** Page extract follows **
The UAAP Cheerdance Competition is an annual one-day event of the University Athletic Association of the Philippines for cheerdancing. The sequence of the performance are determined by drawing of lots prior the competition.

Before the announcement of winners and after all squads have performed, a recap is shown during the telecast. Only the Top 3 are announced at the end of the competition. The tally sheet of the total number of points garnered by all squads will be posted on social media briefly after the announcement of the top three. The 2015 UAAP Cheerdance Competition currently stands as the most attended collegiate sporting event in both the UAAP and across the Philippines, with a record-breaking 25,388 paying audience.

Participants

Rules
The competition rules has been revised through the years since it began. The following is based on the most recent rules drafted in 2012.

Basic rules
 One official team per UAAP-member university
 15-25 UAAP-eligible students
 Max of 5 spotters and propsmen, in all-black garb
 Up to 2 substitutes 12 hours before the main competition
 No interaction between members of the panel judges and participants, coaches and spectators 
 No abusive and profane language 
 No inappropriate and disrespectful action

Performance
 Routines must have
 School cheer yelled live. Any stunt, pyramid, and tumbling done during the cheer routine will be judged under the cheer category of each element.
 Dance Routine (50% of total score)
 Stunts (Lifts and Dismounts)
 Tosses 
 Pyramids (minimum of 3 pyramids with a maximum of 2.5 high)
 Tumblings (standing and running)
** End of Page extract **
→ **What to do**
a: From the UAAP Cheerdance Competition page, extract the passage from "Basic rules" up to and including "(Lifts and Dismounts)".
b: According to the UAAP Cheerdance Competition page, how many paying audience members attended the 2015 competition?
** Information given follows **
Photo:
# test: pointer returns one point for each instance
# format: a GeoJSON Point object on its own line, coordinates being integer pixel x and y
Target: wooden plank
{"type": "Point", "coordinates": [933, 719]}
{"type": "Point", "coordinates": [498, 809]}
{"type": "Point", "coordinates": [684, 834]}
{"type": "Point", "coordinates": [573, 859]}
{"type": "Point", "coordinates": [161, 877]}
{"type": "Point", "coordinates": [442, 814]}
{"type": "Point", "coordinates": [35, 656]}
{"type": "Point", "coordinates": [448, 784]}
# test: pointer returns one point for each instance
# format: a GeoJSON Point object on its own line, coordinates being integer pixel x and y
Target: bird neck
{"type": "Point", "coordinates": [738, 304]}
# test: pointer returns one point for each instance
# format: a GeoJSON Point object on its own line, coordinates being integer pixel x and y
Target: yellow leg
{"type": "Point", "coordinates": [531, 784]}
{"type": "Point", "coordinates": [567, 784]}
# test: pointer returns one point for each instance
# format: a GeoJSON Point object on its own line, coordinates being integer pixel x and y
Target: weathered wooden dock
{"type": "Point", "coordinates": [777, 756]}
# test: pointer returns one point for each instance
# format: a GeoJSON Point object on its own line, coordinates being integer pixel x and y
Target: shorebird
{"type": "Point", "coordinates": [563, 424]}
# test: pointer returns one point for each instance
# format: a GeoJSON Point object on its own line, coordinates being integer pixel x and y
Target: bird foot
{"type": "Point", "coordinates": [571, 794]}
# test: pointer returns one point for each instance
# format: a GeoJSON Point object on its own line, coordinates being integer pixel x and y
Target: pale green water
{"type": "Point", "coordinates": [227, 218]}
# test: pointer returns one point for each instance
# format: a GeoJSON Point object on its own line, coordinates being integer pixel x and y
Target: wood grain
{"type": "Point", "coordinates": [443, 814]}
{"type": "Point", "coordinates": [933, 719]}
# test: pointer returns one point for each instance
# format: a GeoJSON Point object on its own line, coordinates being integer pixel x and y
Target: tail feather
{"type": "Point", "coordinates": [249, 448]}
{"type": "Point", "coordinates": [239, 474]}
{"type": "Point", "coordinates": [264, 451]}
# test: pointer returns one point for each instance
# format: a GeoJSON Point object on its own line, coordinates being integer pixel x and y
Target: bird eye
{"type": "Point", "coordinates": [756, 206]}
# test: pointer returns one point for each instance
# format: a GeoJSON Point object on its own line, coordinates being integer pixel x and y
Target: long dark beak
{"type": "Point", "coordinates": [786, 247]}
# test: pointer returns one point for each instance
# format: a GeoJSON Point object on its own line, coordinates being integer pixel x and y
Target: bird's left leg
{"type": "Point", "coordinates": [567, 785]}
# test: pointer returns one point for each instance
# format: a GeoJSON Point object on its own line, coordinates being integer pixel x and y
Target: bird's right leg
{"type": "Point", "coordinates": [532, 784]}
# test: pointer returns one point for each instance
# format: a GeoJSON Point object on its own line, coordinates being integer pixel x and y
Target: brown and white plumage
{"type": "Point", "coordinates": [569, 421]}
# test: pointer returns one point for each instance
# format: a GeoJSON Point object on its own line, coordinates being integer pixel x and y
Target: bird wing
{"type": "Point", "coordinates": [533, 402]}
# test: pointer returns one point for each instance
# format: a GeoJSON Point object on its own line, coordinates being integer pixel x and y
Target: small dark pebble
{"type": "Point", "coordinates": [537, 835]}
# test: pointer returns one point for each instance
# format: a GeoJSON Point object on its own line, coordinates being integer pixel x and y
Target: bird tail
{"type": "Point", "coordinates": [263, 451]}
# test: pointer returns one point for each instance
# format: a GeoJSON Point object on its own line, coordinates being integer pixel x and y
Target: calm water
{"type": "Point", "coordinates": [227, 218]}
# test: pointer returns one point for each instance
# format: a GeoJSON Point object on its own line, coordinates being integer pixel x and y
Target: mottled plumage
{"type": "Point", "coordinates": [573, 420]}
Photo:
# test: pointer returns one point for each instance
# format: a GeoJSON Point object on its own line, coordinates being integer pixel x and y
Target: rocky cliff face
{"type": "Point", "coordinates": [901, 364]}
** End of Information given **
→ **Problem solutions**
a:
Basic rules
 One official team per UAAP-member university
 15-25 UAAP-eligible students
 Max of 5 spotters and propsmen, in all-black garb
 Up to 2 substitutes 12 hours before the main competition
 No interaction between members of the panel judges and participants, coaches and spectators 
 No abusive and profane language 
 No inappropriate and disrespectful action

Performance
 Routines must have
 School cheer yelled live. Any stunt, pyramid, and tumbling done during the cheer routine will be judged under the cheer category of each element.
 Dance Routine (50% of total score)
 Stunts (Lifts and Dismounts)

b: 25,388